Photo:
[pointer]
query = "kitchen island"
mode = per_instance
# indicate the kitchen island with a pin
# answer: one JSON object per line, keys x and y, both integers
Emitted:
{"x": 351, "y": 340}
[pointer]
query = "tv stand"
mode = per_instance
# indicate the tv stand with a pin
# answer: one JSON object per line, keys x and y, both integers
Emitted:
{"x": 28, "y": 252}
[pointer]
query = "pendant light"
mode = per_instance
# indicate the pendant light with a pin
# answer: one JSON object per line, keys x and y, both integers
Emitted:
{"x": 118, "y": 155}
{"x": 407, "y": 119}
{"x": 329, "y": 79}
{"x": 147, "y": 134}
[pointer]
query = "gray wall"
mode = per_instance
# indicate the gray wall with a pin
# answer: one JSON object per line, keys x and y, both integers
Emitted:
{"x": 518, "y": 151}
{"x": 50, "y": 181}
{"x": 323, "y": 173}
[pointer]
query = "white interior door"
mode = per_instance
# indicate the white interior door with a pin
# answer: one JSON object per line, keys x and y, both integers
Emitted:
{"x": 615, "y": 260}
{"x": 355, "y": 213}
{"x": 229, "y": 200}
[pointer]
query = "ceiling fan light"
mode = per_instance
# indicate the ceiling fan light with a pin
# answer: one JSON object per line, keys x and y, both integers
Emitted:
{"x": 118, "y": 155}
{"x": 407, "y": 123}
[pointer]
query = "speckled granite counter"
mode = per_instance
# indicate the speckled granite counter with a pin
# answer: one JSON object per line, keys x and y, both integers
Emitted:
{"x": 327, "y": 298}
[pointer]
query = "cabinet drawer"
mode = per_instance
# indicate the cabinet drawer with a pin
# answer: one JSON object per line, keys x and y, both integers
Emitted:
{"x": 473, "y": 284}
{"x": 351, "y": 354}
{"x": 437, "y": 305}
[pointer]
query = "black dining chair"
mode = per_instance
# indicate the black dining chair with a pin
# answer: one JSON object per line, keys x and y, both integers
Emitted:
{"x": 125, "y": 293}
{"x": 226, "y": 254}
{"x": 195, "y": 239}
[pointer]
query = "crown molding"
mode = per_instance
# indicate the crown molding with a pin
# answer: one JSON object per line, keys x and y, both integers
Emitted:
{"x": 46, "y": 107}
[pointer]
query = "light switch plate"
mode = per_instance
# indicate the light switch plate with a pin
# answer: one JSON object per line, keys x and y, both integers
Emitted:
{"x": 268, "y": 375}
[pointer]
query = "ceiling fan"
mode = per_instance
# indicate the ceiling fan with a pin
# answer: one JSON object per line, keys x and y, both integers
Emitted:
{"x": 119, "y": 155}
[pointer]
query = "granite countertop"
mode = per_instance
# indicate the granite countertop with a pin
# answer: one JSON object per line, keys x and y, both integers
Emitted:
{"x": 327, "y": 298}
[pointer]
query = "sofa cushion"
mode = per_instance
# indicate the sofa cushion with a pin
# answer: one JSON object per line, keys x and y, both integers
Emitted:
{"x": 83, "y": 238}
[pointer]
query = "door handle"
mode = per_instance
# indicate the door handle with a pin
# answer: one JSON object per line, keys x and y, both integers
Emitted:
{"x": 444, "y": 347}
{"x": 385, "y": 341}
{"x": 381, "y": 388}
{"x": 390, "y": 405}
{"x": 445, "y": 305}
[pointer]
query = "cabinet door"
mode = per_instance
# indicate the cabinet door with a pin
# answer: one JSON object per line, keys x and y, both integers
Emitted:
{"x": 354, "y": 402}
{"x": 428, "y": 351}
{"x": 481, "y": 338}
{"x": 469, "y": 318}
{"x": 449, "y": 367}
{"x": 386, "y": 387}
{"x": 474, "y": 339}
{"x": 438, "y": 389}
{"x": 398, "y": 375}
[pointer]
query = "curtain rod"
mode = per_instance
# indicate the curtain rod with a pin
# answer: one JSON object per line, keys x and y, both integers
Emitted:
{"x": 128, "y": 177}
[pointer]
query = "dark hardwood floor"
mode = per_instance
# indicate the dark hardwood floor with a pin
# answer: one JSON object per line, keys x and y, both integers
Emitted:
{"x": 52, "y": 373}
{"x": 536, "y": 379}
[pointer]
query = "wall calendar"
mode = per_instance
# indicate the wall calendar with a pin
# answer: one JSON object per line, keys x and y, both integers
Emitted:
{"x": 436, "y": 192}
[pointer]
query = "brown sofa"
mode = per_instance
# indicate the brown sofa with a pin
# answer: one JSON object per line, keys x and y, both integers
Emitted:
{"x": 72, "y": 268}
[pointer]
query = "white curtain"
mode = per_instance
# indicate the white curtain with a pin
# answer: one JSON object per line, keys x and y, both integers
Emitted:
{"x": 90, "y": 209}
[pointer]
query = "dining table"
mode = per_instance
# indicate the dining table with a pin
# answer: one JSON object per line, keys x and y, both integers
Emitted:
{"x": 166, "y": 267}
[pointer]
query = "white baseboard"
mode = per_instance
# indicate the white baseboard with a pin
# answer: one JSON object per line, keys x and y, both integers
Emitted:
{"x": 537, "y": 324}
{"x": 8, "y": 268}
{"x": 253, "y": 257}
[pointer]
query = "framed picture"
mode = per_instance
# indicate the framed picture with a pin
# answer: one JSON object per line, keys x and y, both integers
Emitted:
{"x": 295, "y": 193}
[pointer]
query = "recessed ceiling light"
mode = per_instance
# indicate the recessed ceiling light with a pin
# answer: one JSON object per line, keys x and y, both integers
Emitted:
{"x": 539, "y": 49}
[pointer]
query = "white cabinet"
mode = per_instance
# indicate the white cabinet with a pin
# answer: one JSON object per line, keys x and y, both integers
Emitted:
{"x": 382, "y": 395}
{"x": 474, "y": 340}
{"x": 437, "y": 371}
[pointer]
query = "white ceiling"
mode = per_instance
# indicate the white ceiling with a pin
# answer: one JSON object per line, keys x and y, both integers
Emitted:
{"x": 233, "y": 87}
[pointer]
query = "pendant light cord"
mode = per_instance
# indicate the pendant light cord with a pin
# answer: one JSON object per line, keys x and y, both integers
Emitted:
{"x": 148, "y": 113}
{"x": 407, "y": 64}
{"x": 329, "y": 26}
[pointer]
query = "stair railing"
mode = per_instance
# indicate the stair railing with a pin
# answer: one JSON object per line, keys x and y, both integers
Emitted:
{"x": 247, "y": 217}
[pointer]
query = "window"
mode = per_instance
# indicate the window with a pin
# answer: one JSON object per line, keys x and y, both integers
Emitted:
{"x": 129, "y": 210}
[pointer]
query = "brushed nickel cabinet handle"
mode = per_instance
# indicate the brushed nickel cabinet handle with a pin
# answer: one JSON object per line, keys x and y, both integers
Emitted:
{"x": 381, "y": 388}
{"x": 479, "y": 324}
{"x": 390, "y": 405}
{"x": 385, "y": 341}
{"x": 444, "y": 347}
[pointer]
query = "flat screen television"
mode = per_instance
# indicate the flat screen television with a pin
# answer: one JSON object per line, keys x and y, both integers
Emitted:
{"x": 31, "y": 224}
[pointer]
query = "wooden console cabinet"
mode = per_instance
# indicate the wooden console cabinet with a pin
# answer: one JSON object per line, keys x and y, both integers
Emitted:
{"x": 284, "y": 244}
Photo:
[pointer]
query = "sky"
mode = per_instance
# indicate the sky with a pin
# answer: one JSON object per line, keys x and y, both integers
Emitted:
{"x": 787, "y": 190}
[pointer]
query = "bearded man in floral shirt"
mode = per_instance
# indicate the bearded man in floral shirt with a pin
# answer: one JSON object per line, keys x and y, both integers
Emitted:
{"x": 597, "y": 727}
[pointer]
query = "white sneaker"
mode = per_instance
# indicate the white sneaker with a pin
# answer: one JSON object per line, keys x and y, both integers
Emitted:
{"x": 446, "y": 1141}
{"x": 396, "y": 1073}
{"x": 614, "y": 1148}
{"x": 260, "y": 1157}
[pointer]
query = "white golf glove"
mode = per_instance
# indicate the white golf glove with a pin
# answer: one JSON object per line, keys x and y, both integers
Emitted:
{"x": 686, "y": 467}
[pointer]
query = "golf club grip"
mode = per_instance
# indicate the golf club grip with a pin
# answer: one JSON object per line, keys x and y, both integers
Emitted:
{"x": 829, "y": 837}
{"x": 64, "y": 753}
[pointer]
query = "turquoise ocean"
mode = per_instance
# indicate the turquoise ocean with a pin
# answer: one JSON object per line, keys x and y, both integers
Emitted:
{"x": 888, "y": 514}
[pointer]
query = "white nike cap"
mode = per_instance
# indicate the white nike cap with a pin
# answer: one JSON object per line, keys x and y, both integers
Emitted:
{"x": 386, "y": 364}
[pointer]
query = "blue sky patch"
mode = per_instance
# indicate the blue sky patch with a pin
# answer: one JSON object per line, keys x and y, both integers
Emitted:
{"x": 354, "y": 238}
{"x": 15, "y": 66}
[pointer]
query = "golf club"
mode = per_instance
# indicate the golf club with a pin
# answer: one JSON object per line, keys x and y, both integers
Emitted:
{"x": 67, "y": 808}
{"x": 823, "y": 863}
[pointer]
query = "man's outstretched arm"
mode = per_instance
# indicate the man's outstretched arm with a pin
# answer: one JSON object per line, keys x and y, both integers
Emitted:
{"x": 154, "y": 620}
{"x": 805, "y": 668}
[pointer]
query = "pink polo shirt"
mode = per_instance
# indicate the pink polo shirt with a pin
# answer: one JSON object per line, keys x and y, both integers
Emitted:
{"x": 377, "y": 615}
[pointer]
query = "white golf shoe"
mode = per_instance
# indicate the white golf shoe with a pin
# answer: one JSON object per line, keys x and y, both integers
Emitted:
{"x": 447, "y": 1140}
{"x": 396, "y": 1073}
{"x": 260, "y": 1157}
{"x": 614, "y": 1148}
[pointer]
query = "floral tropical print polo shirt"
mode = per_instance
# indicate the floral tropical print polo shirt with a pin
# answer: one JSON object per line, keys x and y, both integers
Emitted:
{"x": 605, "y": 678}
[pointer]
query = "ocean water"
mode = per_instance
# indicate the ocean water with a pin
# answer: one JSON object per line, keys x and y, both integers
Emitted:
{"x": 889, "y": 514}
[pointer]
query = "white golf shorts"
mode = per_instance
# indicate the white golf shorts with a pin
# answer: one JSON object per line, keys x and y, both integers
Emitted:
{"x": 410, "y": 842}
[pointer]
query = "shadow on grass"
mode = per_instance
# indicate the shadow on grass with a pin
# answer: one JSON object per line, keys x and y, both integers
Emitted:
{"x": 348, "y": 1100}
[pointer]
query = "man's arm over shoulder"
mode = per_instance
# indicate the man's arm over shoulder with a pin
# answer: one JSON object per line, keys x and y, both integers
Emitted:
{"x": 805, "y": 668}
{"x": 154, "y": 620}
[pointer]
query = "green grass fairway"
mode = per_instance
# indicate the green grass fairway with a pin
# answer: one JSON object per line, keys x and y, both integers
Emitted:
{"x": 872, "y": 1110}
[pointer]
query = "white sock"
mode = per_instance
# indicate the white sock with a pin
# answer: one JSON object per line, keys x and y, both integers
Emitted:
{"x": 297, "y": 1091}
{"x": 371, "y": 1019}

▶ **PROBLEM DESCRIPTION**: State how many lines in the items above contain the string "handle", with case counting, and reply with the number alone.

▶ **SOLUTION TO THIS PROBLEM**: 4